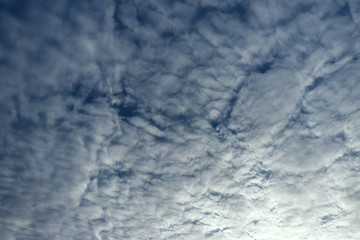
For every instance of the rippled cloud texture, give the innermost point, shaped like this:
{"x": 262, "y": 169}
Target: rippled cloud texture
{"x": 176, "y": 119}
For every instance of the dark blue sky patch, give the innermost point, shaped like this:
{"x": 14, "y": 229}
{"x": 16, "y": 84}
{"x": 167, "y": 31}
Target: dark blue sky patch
{"x": 263, "y": 68}
{"x": 94, "y": 96}
{"x": 124, "y": 174}
{"x": 316, "y": 83}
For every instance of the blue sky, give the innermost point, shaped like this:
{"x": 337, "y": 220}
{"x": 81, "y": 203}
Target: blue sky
{"x": 179, "y": 119}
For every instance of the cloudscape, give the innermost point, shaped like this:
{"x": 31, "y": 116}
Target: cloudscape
{"x": 179, "y": 119}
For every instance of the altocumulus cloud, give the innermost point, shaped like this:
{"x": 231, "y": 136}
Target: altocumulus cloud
{"x": 179, "y": 119}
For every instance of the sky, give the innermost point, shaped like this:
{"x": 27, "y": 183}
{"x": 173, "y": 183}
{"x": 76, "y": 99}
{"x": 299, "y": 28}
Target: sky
{"x": 179, "y": 119}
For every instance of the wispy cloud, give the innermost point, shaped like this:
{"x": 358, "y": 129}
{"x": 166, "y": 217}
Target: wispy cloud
{"x": 179, "y": 120}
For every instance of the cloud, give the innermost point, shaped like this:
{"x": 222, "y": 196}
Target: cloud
{"x": 179, "y": 120}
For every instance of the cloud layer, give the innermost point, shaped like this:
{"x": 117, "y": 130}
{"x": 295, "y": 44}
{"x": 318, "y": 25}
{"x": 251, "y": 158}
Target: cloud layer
{"x": 179, "y": 120}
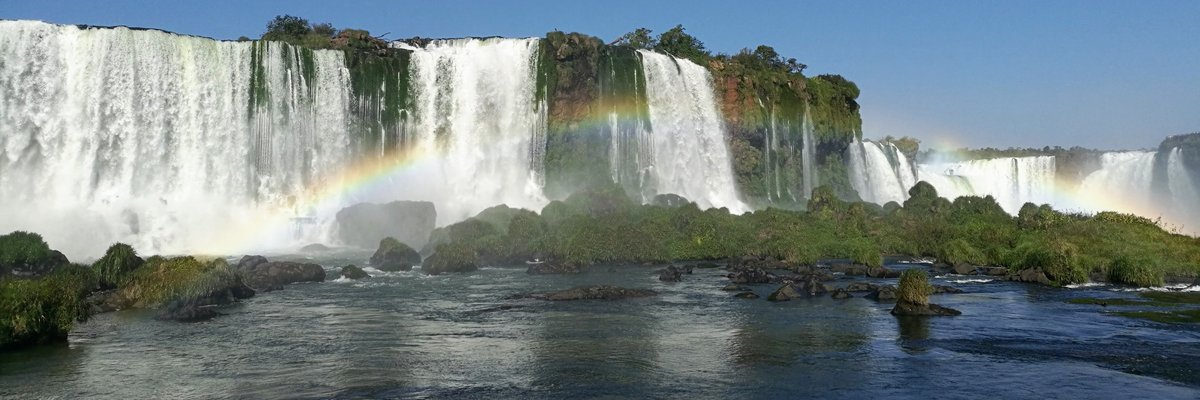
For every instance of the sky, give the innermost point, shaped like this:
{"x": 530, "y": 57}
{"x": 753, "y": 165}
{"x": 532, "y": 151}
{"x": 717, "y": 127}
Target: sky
{"x": 1097, "y": 73}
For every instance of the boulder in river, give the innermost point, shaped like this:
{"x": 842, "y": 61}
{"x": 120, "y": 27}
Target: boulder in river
{"x": 273, "y": 275}
{"x": 394, "y": 256}
{"x": 363, "y": 225}
{"x": 913, "y": 309}
{"x": 353, "y": 272}
{"x": 600, "y": 292}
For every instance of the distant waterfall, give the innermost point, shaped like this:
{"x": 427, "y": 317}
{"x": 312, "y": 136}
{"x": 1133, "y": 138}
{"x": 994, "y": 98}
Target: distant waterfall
{"x": 159, "y": 139}
{"x": 880, "y": 172}
{"x": 691, "y": 157}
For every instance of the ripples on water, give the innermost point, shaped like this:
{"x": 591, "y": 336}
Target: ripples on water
{"x": 409, "y": 335}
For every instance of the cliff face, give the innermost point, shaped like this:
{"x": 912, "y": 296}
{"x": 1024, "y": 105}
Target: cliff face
{"x": 597, "y": 99}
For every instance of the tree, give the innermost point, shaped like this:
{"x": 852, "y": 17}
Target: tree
{"x": 639, "y": 39}
{"x": 285, "y": 28}
{"x": 677, "y": 42}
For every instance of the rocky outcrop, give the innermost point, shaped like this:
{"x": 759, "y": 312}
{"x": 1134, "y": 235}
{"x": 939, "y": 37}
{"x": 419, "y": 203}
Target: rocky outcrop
{"x": 267, "y": 275}
{"x": 673, "y": 274}
{"x": 750, "y": 275}
{"x": 553, "y": 268}
{"x": 353, "y": 272}
{"x": 394, "y": 256}
{"x": 363, "y": 225}
{"x": 600, "y": 292}
{"x": 883, "y": 293}
{"x": 922, "y": 310}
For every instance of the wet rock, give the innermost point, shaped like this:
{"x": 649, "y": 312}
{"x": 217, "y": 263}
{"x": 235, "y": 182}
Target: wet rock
{"x": 735, "y": 287}
{"x": 363, "y": 225}
{"x": 1031, "y": 275}
{"x": 601, "y": 292}
{"x": 880, "y": 272}
{"x": 273, "y": 275}
{"x": 850, "y": 269}
{"x": 862, "y": 287}
{"x": 883, "y": 293}
{"x": 965, "y": 269}
{"x": 553, "y": 267}
{"x": 673, "y": 274}
{"x": 912, "y": 309}
{"x": 315, "y": 248}
{"x": 940, "y": 290}
{"x": 394, "y": 256}
{"x": 353, "y": 272}
{"x": 750, "y": 275}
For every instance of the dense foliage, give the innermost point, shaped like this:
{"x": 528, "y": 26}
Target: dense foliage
{"x": 605, "y": 227}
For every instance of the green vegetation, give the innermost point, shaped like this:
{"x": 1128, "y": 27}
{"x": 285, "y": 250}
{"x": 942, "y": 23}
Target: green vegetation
{"x": 118, "y": 262}
{"x": 43, "y": 310}
{"x": 913, "y": 287}
{"x": 604, "y": 226}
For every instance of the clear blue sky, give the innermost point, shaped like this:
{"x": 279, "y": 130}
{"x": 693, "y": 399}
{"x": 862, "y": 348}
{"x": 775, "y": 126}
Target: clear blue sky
{"x": 1102, "y": 73}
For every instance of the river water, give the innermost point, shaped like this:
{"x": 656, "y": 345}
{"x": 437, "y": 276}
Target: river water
{"x": 409, "y": 335}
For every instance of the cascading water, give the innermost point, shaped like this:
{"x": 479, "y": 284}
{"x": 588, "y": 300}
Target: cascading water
{"x": 880, "y": 172}
{"x": 474, "y": 113}
{"x": 157, "y": 139}
{"x": 691, "y": 157}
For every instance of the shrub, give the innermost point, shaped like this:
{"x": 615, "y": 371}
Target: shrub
{"x": 1135, "y": 272}
{"x": 115, "y": 264}
{"x": 43, "y": 310}
{"x": 161, "y": 280}
{"x": 915, "y": 287}
{"x": 23, "y": 249}
{"x": 960, "y": 251}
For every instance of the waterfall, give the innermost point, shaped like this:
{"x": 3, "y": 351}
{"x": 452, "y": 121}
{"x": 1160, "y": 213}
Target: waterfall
{"x": 474, "y": 112}
{"x": 691, "y": 157}
{"x": 157, "y": 139}
{"x": 880, "y": 172}
{"x": 809, "y": 154}
{"x": 1013, "y": 181}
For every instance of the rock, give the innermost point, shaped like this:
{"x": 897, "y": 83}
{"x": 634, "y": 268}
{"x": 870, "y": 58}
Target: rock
{"x": 862, "y": 287}
{"x": 551, "y": 267}
{"x": 673, "y": 274}
{"x": 735, "y": 287}
{"x": 750, "y": 275}
{"x": 883, "y": 293}
{"x": 273, "y": 275}
{"x": 315, "y": 248}
{"x": 1031, "y": 275}
{"x": 912, "y": 309}
{"x": 965, "y": 269}
{"x": 394, "y": 256}
{"x": 880, "y": 272}
{"x": 850, "y": 269}
{"x": 353, "y": 272}
{"x": 785, "y": 293}
{"x": 363, "y": 225}
{"x": 940, "y": 290}
{"x": 600, "y": 292}
{"x": 249, "y": 262}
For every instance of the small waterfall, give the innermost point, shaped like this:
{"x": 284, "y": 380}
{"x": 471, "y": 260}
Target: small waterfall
{"x": 474, "y": 112}
{"x": 1013, "y": 181}
{"x": 880, "y": 172}
{"x": 809, "y": 154}
{"x": 691, "y": 157}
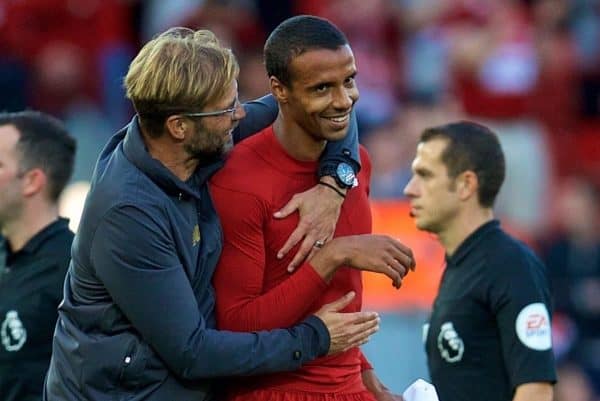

*-*-*

- **What you are asked to do**: Print the entries above exactly, leaving pictures out.

- **Answer box**:
For every instance of the rippled cloud texture, give the innermost point, shaped like this:
{"x": 262, "y": 169}
Target: rippled cloud texture
{"x": 176, "y": 119}
For every instance of the dark blue sky patch, give the innermost point, shaped like this:
{"x": 14, "y": 229}
{"x": 16, "y": 84}
{"x": 167, "y": 31}
Target: dark blue sky patch
{"x": 263, "y": 68}
{"x": 94, "y": 96}
{"x": 124, "y": 174}
{"x": 316, "y": 83}
For every instance of the blue sky, give the innermost point, shaped like this:
{"x": 337, "y": 220}
{"x": 81, "y": 203}
Target: blue sky
{"x": 179, "y": 119}
For every instance of the cloudscape, give the innermost point, shaped like this:
{"x": 31, "y": 116}
Target: cloudscape
{"x": 179, "y": 119}
For every instance of the altocumulus cloud, give the innermost point, shaped like this:
{"x": 231, "y": 136}
Target: altocumulus cloud
{"x": 179, "y": 119}
For every instance of the sky, give the innermost point, shaped like this:
{"x": 27, "y": 183}
{"x": 173, "y": 183}
{"x": 76, "y": 99}
{"x": 299, "y": 28}
Target: sky
{"x": 179, "y": 119}
For every instance of the wispy cloud, give the innermost point, shaped like this:
{"x": 358, "y": 129}
{"x": 166, "y": 217}
Target: wispy cloud
{"x": 179, "y": 120}
For every instance of the cloud, give the innermost point, shaped like this:
{"x": 222, "y": 196}
Target: cloud
{"x": 179, "y": 120}
For every instance of the cloud layer, give the innermost point, shaped like this:
{"x": 117, "y": 130}
{"x": 295, "y": 44}
{"x": 318, "y": 25}
{"x": 251, "y": 158}
Target: cloud layer
{"x": 179, "y": 120}
For every instance of the sky, give the innermost point, shaped like this:
{"x": 530, "y": 57}
{"x": 753, "y": 165}
{"x": 532, "y": 151}
{"x": 717, "y": 127}
Target: sky
{"x": 1097, "y": 73}
For every instance of the boulder in river, give the innermost point, shaped like this:
{"x": 842, "y": 61}
{"x": 120, "y": 27}
Target: boulder in river
{"x": 273, "y": 275}
{"x": 394, "y": 256}
{"x": 363, "y": 225}
{"x": 913, "y": 309}
{"x": 353, "y": 272}
{"x": 600, "y": 292}
For every instance of the distant waterfall, give the innermost point, shaped like this:
{"x": 427, "y": 317}
{"x": 312, "y": 136}
{"x": 1133, "y": 138}
{"x": 994, "y": 98}
Target: distant waterfall
{"x": 159, "y": 139}
{"x": 880, "y": 172}
{"x": 691, "y": 157}
For every instance of the ripples on water, give the innermost point, shaped like this:
{"x": 591, "y": 336}
Target: ripples on water
{"x": 409, "y": 335}
For every instance of the cliff face, give the innermost point, shaped like this:
{"x": 912, "y": 296}
{"x": 1024, "y": 105}
Target: cliff face
{"x": 597, "y": 99}
For every instance of the tree, give the innermost point, shaped like this:
{"x": 852, "y": 17}
Target: tree
{"x": 639, "y": 39}
{"x": 285, "y": 28}
{"x": 677, "y": 42}
For every instance of the rocky outcrop, give the innermost point, shaped like this:
{"x": 759, "y": 312}
{"x": 1134, "y": 235}
{"x": 939, "y": 37}
{"x": 419, "y": 203}
Target: rocky outcrop
{"x": 267, "y": 275}
{"x": 673, "y": 274}
{"x": 750, "y": 275}
{"x": 553, "y": 268}
{"x": 353, "y": 272}
{"x": 394, "y": 256}
{"x": 363, "y": 225}
{"x": 600, "y": 292}
{"x": 883, "y": 293}
{"x": 922, "y": 310}
For every instance of the wet rock, give the innermost point, shaped like this:
{"x": 649, "y": 312}
{"x": 217, "y": 263}
{"x": 235, "y": 182}
Target: wet rock
{"x": 735, "y": 287}
{"x": 363, "y": 225}
{"x": 1031, "y": 275}
{"x": 601, "y": 292}
{"x": 880, "y": 272}
{"x": 273, "y": 275}
{"x": 850, "y": 269}
{"x": 862, "y": 287}
{"x": 883, "y": 293}
{"x": 965, "y": 269}
{"x": 553, "y": 267}
{"x": 673, "y": 274}
{"x": 912, "y": 309}
{"x": 315, "y": 248}
{"x": 940, "y": 290}
{"x": 394, "y": 256}
{"x": 353, "y": 272}
{"x": 750, "y": 275}
For every instance of the dense foliage, give the innermost point, shaped like this:
{"x": 528, "y": 26}
Target: dense foliage
{"x": 605, "y": 227}
For every instance of the green vegetation, give the innermost point, shaped like this:
{"x": 1128, "y": 27}
{"x": 285, "y": 250}
{"x": 942, "y": 23}
Target: green vegetation
{"x": 118, "y": 262}
{"x": 43, "y": 310}
{"x": 913, "y": 287}
{"x": 604, "y": 226}
For every instance of the clear blue sky, give the innermost point, shaped like this:
{"x": 279, "y": 130}
{"x": 693, "y": 399}
{"x": 862, "y": 348}
{"x": 775, "y": 126}
Target: clear blue sky
{"x": 1102, "y": 73}
For every instance of the river water, give the innermost point, shaped like this:
{"x": 656, "y": 345}
{"x": 437, "y": 276}
Target: river water
{"x": 409, "y": 335}
For every instance of the cascading water, give the innermost point, shaped like this:
{"x": 479, "y": 284}
{"x": 588, "y": 300}
Target: cascading water
{"x": 880, "y": 172}
{"x": 474, "y": 113}
{"x": 157, "y": 139}
{"x": 691, "y": 157}
For every instance of the shrub, give the innermost point, shaped like this:
{"x": 615, "y": 371}
Target: shrub
{"x": 1135, "y": 272}
{"x": 115, "y": 264}
{"x": 43, "y": 310}
{"x": 161, "y": 280}
{"x": 915, "y": 287}
{"x": 23, "y": 249}
{"x": 960, "y": 251}
For every instance of the waterfall, give the innermost point, shaped like this:
{"x": 3, "y": 351}
{"x": 452, "y": 121}
{"x": 1160, "y": 213}
Target: waterfall
{"x": 474, "y": 112}
{"x": 691, "y": 157}
{"x": 157, "y": 139}
{"x": 880, "y": 172}
{"x": 809, "y": 154}
{"x": 1013, "y": 181}
For every instance of the rock, give the innermost point, shaped like this:
{"x": 897, "y": 83}
{"x": 634, "y": 268}
{"x": 870, "y": 58}
Target: rock
{"x": 862, "y": 287}
{"x": 551, "y": 267}
{"x": 673, "y": 274}
{"x": 735, "y": 287}
{"x": 750, "y": 275}
{"x": 883, "y": 293}
{"x": 273, "y": 275}
{"x": 315, "y": 248}
{"x": 1031, "y": 275}
{"x": 912, "y": 309}
{"x": 965, "y": 269}
{"x": 394, "y": 256}
{"x": 880, "y": 272}
{"x": 850, "y": 269}
{"x": 353, "y": 272}
{"x": 785, "y": 293}
{"x": 363, "y": 225}
{"x": 940, "y": 290}
{"x": 600, "y": 292}
{"x": 249, "y": 262}
For every instance of the small waterfall, give the innermost point, shaped like this:
{"x": 284, "y": 380}
{"x": 471, "y": 260}
Target: small waterfall
{"x": 474, "y": 112}
{"x": 1013, "y": 181}
{"x": 880, "y": 172}
{"x": 809, "y": 154}
{"x": 691, "y": 157}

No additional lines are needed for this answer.